==== PAGE EXCERPT ====

My top ten ways to stick two fingers up to the climate denial movement

Today’s Observer newspaper contains an interesting article about how the climate denial movement has transformed into the climate confusion movement. In this article I suggest ways we, as individuals, can avoid playing into their hands.

I live my life inspired by natural systems – the ways they have been successful for 3.8 billion years, and specifically trees, that have a good 200m year track record in research and development. The tell us that the way to live is to follow the road of action, rather than inaction. Think productive, not paralysed, a tactic of problem-solving, trial, error and stickability.

Conversely, our humans brains, when faced with problems, often become stuck, not knowing what to do, and unable to make decisions. One such problem is the climate crisis – our responses are various – denial, fear, confusion, hopelessness, frustration, anger, sadness, grief, guilt. If you recognise these in yourself, then rest assured they are all totally natural. However, they all tend to lead to paralysis rather than action and none of these are going to help confront the biggest problem that humans have ever faced.

The scary thing happening right now is that the climate denial movement has new tactics. They know they can’t win the battle against the science that proves that man-made climate change is real. So they have upped the ante in face of the global climate action that is forcing change. They have manoeuvred on three main fronts.

====

* _WORK TO COMPLETE_:
#1 In the post on the climate denial movement, which newspaper is said to contain an article about the movement's change into a climate confusion movement?
#2 Continue the post on the climate denial movement from where it stops.

==== ROWS ====

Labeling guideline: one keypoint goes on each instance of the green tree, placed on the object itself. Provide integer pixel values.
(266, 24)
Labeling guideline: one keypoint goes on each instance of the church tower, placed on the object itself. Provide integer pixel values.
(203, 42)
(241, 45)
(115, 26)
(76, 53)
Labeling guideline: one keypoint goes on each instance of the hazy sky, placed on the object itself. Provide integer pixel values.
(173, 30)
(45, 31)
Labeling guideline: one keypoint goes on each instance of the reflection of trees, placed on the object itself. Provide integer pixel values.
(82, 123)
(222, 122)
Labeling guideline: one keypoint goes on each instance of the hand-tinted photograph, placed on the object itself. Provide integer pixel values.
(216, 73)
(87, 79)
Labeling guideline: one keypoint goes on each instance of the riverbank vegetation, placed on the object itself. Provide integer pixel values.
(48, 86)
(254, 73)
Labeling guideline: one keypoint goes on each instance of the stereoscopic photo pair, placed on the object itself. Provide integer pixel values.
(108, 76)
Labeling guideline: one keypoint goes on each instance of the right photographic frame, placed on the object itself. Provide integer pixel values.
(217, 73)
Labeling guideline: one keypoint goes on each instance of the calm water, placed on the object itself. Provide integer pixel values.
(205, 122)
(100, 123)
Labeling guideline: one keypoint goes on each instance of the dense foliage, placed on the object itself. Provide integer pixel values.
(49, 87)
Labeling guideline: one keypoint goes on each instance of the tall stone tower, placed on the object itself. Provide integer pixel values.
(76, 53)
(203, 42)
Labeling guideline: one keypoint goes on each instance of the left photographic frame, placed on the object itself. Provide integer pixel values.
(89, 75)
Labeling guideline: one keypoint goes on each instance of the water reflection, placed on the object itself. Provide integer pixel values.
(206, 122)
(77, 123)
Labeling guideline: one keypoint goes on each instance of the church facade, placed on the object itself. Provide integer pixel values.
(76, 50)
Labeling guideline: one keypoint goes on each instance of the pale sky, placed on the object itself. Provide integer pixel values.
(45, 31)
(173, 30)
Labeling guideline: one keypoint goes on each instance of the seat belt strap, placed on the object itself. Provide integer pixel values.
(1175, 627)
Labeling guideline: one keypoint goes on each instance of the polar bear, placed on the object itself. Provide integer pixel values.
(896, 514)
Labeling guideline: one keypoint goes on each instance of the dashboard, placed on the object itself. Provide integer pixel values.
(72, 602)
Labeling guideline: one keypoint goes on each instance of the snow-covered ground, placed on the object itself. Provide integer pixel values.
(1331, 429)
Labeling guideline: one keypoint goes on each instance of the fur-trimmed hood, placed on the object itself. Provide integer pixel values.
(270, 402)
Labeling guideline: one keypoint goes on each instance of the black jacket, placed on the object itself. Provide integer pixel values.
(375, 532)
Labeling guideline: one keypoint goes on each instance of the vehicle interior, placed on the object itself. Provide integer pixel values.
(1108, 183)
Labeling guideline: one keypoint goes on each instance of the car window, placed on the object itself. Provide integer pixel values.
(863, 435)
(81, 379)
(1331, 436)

====

* _RESULTS_:
#1 The Observer.

#2
First, to promote the view that individual actions should be the way forward, rather than confronting the corporations and structural economic problems that are the root causes. First win for the ‘business as usual’ climate confusion lobby. Of course we should do both. Recognising that the big structural changes that address our industrial ‘destructoculture’ (such as rapidly phasing out fossil fuels) will have the biggest impact, not only on carbon emissions and global heating, and on protecting and increasing biodiversity and wildlife. But individual actions do make a difference and most importantly, demonstrate to governments that people are willing to make the significant lifestyle changes necessary. (Of course billing them as ‘sacrifices’ rather than opportunities is another great climate confuser tactic, but that’s a whole different story).

Second, is to encourage individuals to argue over solutions. Encouraging the vegan vs farmers or flying vs having children arguments that are raging online and in our mainstream media right now. Exploiting the fact that, for consumers, making choices can be confusing and is not an exact science. For example, on the beef argument, there are some very specific regenerative agricultural techniques that can sequester carbon but this is used to justify all beef consumption. Some vegan ingredients are destructive, thus suggesting any vegan diet is bad. These arguments promote confusion (the same confusion tactic that was so successful in delaying action on climate for decades). When consumers are confused or arguing they aren’t taking action and are carrying on consuming the dirty energy and continuing the destructive lifestyles that the fossil fuel companies and their associates are desperate to hold onto. Our natural tendency is to find it all too confusing and carry on as normal. Even more so when we see ‘green’ solutions that are revealed to be not green at all (for example the VW emissions scandal, that I fell prey to).

Third, to encourage “doomism” – the idea that we’re all f*cked so there’s no point in doing anything anyway. This is the jackpot for the climate confusion industry. A sure-fire inaction strategy.

The Observer article (link above) written by Robin McKie quotes Michael Mann of Penn State University, on this subject:

“However, deniers have not given up their opposition to plans to curtail fossil fuel use and among their new tactics they have also tried to encourage “doomism”, as Mann put it. “This is the idea that we are now so late in the game [in tackling global warming] that there is nothing that we can do about the problem,” he added. “By promoting this doom and gloom attitude this leads people down a path of despair and hopelessness and finally inaction, which actually leads us to the same place as outright climate-change denialism.”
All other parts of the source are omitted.